Given problem: Every record here should be printed again exactly.
━━ Data to process
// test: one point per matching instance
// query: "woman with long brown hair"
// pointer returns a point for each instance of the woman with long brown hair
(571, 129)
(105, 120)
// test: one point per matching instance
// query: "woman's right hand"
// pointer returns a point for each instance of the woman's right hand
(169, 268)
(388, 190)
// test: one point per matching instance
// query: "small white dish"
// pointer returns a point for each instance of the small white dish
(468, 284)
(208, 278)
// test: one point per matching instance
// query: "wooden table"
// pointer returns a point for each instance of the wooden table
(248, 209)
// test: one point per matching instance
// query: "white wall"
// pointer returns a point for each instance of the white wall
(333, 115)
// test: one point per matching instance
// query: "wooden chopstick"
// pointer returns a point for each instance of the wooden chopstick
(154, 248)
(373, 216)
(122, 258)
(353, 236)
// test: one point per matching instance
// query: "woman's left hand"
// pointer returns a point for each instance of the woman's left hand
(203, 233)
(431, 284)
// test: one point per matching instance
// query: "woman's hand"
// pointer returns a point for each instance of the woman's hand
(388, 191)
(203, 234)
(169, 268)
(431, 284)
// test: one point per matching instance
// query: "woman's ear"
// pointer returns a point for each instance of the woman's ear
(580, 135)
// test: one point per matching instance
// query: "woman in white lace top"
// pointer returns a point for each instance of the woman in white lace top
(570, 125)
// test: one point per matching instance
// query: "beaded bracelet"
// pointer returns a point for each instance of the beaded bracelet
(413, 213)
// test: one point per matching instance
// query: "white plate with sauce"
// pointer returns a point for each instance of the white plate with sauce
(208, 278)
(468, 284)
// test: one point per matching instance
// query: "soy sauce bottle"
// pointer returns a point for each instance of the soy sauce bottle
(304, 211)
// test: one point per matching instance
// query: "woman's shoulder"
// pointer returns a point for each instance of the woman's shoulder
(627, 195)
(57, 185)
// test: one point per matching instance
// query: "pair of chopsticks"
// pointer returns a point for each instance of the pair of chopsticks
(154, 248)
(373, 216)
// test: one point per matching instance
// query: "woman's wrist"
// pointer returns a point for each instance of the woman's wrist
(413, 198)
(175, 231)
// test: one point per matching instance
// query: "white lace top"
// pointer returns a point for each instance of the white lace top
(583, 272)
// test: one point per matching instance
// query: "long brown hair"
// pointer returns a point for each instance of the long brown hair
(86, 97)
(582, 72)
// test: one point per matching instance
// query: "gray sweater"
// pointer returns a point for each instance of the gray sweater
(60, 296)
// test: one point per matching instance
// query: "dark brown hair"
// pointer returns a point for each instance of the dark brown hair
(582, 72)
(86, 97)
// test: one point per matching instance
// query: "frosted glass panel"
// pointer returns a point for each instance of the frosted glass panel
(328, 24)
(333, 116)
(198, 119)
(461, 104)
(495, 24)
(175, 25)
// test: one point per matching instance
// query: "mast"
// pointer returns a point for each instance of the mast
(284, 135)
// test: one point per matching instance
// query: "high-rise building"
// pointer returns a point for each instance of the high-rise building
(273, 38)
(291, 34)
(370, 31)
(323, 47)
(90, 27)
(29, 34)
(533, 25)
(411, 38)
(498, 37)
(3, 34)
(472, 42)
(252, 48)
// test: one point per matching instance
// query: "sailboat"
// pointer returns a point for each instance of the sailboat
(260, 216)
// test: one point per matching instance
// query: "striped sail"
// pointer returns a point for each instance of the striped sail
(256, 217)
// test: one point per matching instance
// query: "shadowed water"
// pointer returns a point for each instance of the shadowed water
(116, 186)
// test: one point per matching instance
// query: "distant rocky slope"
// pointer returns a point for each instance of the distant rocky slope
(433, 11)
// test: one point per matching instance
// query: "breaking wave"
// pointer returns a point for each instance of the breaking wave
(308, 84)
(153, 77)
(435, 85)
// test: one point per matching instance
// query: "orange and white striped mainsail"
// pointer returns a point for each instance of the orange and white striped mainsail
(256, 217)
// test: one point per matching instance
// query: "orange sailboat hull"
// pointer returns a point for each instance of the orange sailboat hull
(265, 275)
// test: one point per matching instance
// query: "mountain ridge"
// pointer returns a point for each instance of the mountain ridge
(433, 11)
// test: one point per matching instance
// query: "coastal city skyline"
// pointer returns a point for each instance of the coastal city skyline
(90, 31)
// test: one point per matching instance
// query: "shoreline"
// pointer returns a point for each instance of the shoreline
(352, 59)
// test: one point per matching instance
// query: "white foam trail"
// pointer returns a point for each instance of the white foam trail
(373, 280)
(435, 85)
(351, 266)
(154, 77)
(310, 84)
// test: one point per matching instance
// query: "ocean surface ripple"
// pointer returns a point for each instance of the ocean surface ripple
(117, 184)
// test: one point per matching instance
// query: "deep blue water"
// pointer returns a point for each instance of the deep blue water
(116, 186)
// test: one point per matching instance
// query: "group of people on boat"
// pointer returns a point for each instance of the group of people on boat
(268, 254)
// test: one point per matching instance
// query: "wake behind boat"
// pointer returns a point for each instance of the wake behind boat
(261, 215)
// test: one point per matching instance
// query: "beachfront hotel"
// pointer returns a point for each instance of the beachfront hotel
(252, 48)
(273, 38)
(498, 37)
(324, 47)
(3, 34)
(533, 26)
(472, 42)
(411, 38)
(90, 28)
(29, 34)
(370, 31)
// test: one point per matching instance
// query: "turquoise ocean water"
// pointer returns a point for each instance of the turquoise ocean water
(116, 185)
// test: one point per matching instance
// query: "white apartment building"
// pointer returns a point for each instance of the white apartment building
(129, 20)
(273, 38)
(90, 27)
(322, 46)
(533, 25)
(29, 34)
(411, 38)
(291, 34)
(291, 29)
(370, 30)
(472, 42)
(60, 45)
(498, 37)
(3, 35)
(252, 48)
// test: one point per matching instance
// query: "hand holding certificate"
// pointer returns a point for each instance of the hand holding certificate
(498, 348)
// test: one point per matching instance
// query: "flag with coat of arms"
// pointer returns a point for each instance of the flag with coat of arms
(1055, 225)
━━━━
Task response:
// test: one point per matching instance
// query: "woman with long brown hair"
// pointer returns a point for each instance of the woman with long brown hair
(571, 129)
(105, 120)
// test: one point per matching instance
// query: "woman's right hand"
// pointer returns a point for each instance of the woman's right hand
(169, 268)
(388, 190)
// test: one point per matching instance
// query: "small white dish"
// pointer returns a point for each instance of the small white dish
(468, 284)
(208, 278)
// test: one point per matching instance
// query: "wooden table"
// pointer returns a point for each instance of the wooden table
(248, 209)
// test: one point per matching instance
// query: "white wall"
// pointer returns a point for each instance of the white wall
(333, 115)
// test: one point per matching instance
// query: "wooden chopstick"
// pointer returns a point for each instance of the wooden chopstick
(154, 248)
(373, 216)
(122, 258)
(353, 236)
// test: one point per matching instance
// query: "woman's left hand"
// pointer returns a point for each instance of the woman's left hand
(203, 233)
(431, 284)
// test: one point per matching instance
// query: "woman's hand"
// pointer returns a point for each instance of the woman's hand
(388, 191)
(203, 234)
(169, 268)
(431, 284)
// test: one point per matching instance
// query: "woman's ear"
// pointer returns a point for each instance of the woman's ear
(580, 135)
// test: one point per matching instance
// query: "woman in white lace top"
// pointer returns a point for each instance of the woman in white lace top
(570, 125)
// test: one point per matching instance
// query: "beaded bracelet"
// pointer returns a point for each instance of the beaded bracelet
(413, 213)
// test: one point per matching instance
// query: "white plate with sauce"
// pointer returns a point for each instance of the white plate with sauce
(208, 278)
(468, 284)
// test: one point per matching instance
// query: "soy sauce bottle"
// pointer returns a point for each instance of the soy sauce bottle
(304, 211)
// test: one point per matching instance
// query: "woman's shoulder"
// pointer returns a point for each instance of the woman's shoulder
(627, 195)
(57, 185)
// test: one point per matching instance
// query: "pair of chopsticks"
// pointer returns a point for each instance of the pair of chopsticks
(154, 248)
(373, 216)
// test: one point per matching instance
// query: "woman's wrist"
// pointer returns a point for each instance of the woman's wrist
(413, 198)
(175, 231)
// test: one point per matching instance
// query: "white lace top"
// pointer returns a point for each instance of the white lace top
(583, 272)
// test: one point per matching instance
// query: "long brown hair"
// pointer returns a point for each instance of the long brown hair
(86, 97)
(582, 72)
// test: one point per matching instance
// query: "gray sweater"
// pointer returns a point for each instance of the gray sweater
(60, 296)
// test: one point per matching instance
// query: "dark brown hair"
// pointer returns a point for each instance of the dark brown hair
(582, 72)
(86, 97)
// test: one point per matching instance
// query: "frosted glass panel"
// pointer returns a point for each instance of the frosted glass panel
(328, 24)
(333, 116)
(198, 119)
(461, 104)
(495, 24)
(175, 25)
// test: one point per matching instance
// query: "mast"
// pointer returns a point for each instance of the mast
(284, 135)
// test: one point per matching instance
// query: "high-rise building"
// pointer returns a point for each instance of the high-rise building
(273, 38)
(291, 34)
(370, 31)
(323, 47)
(90, 27)
(29, 34)
(533, 25)
(411, 38)
(498, 37)
(3, 34)
(472, 42)
(252, 48)
// test: one point per matching instance
// query: "sailboat"
// pointer returns a point for each instance of the sailboat
(260, 216)
// test: one point per matching instance
// query: "striped sail"
// pointer returns a point for each instance of the striped sail
(256, 217)
// test: one point per matching instance
// query: "shadowed water"
// pointer returns a point for each instance of the shadowed water
(116, 186)
// test: one point per matching instance
// query: "distant rocky slope"
// pointer returns a point for each instance of the distant rocky slope
(433, 11)
// test: one point per matching instance
// query: "breaking wave"
// pointer returns a point for each instance of the breaking wave
(308, 84)
(153, 77)
(435, 85)
// test: one point per matching instance
// query: "orange and white striped mainsail"
// pointer returns a point for each instance of the orange and white striped mainsail
(256, 217)
// test: one point per matching instance
// query: "orange sailboat hull"
// pointer returns a point for each instance of the orange sailboat hull
(265, 275)
// test: one point per matching instance
// query: "mountain ridge"
// pointer returns a point for each instance of the mountain ridge
(433, 11)
// test: one point per matching instance
// query: "coastal city skyline"
// pointer returns a point for each instance of the coastal city skyline
(90, 31)
// test: one point per matching instance
// query: "shoreline"
// pointer returns a point for each instance of the shoreline
(352, 59)
// test: one point per matching instance
// query: "white foam trail"
// pointer returns a point for each instance of the white foam trail
(373, 280)
(435, 85)
(351, 266)
(154, 77)
(310, 84)
// test: one point per matching instance
// query: "ocean surface ripple"
// pointer returns a point for each instance of the ocean surface ripple
(117, 184)
// test: one point per matching instance
// query: "deep blue water"
// pointer returns a point for each instance of the deep blue water
(116, 186)
// test: one point per matching instance
// query: "group of people on boat"
// pointer returns a point for each instance of the group of people on boat
(268, 254)
// test: one point per matching instance
// query: "wake behind boat"
// pointer returns a point for each instance of the wake behind boat
(261, 215)
// test: one point per matching instance
// query: "beachfront hotel"
// pointer returns a point for each instance of the beachfront hotel
(252, 48)
(273, 38)
(498, 37)
(324, 47)
(3, 34)
(533, 26)
(472, 42)
(411, 38)
(90, 28)
(29, 34)
(370, 31)
// test: one point per matching instance
// query: "turquoise ocean water"
// pointer returns a point for each instance of the turquoise ocean water
(116, 185)
// test: one point per matching instance
// query: "white apartment building"
// pointer returns a point for each instance of the white apartment building
(129, 20)
(273, 38)
(90, 27)
(322, 46)
(533, 25)
(29, 34)
(411, 38)
(291, 34)
(291, 29)
(370, 30)
(472, 42)
(60, 45)
(498, 37)
(3, 35)
(252, 48)
// test: one point per matching instance
// query: "hand holding certificate"
// pointer returns a point for each instance of the hand holding certificate
(498, 348)
// test: one point per matching instance
// query: "flag with coat of arms"
// pointer returns a point for each instance of the flag with coat of arms
(1055, 225)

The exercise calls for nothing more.